Dataset content:

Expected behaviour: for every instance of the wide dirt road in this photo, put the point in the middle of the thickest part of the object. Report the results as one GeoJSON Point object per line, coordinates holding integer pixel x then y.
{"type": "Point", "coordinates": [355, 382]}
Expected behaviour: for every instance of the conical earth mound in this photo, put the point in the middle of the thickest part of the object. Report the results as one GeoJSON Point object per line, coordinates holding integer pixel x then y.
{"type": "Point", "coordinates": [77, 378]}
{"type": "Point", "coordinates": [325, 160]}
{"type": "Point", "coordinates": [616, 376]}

---

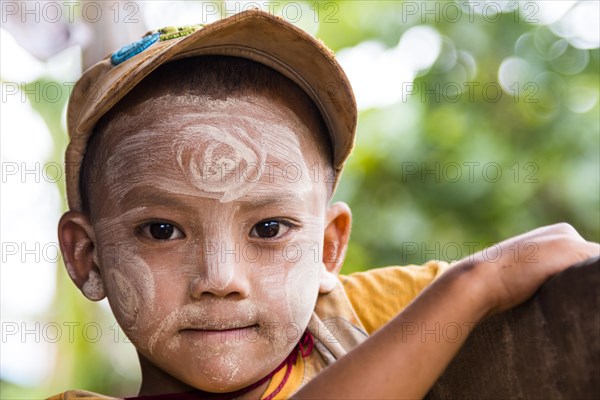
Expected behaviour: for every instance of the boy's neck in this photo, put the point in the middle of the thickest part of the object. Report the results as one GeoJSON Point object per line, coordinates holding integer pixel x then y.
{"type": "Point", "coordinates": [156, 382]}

What the task asks:
Please pick out every line of the entries above that contains the string "GeoJSON" and copy each one in full. Case counts.

Result below:
Expected behaviour: for every instance of the wide dirt road in this photo, put the point in the middle of the thickest part of the object. Report the results as one GeoJSON Point object per line, coordinates holding integer pixel x then y.
Expected behaviour: for every instance of the conical earth mound in this photo, put the point in the middle of the thickest part of the object. Report the results as one GeoJSON Point object per line, coordinates holding integer pixel x then y.
Expected behaviour: for every instance of the boy's neck in this photo, put the point in the middle of the thickest part of the object. Report the results as one GeoJSON Point object per line, coordinates holding integer pixel x then y.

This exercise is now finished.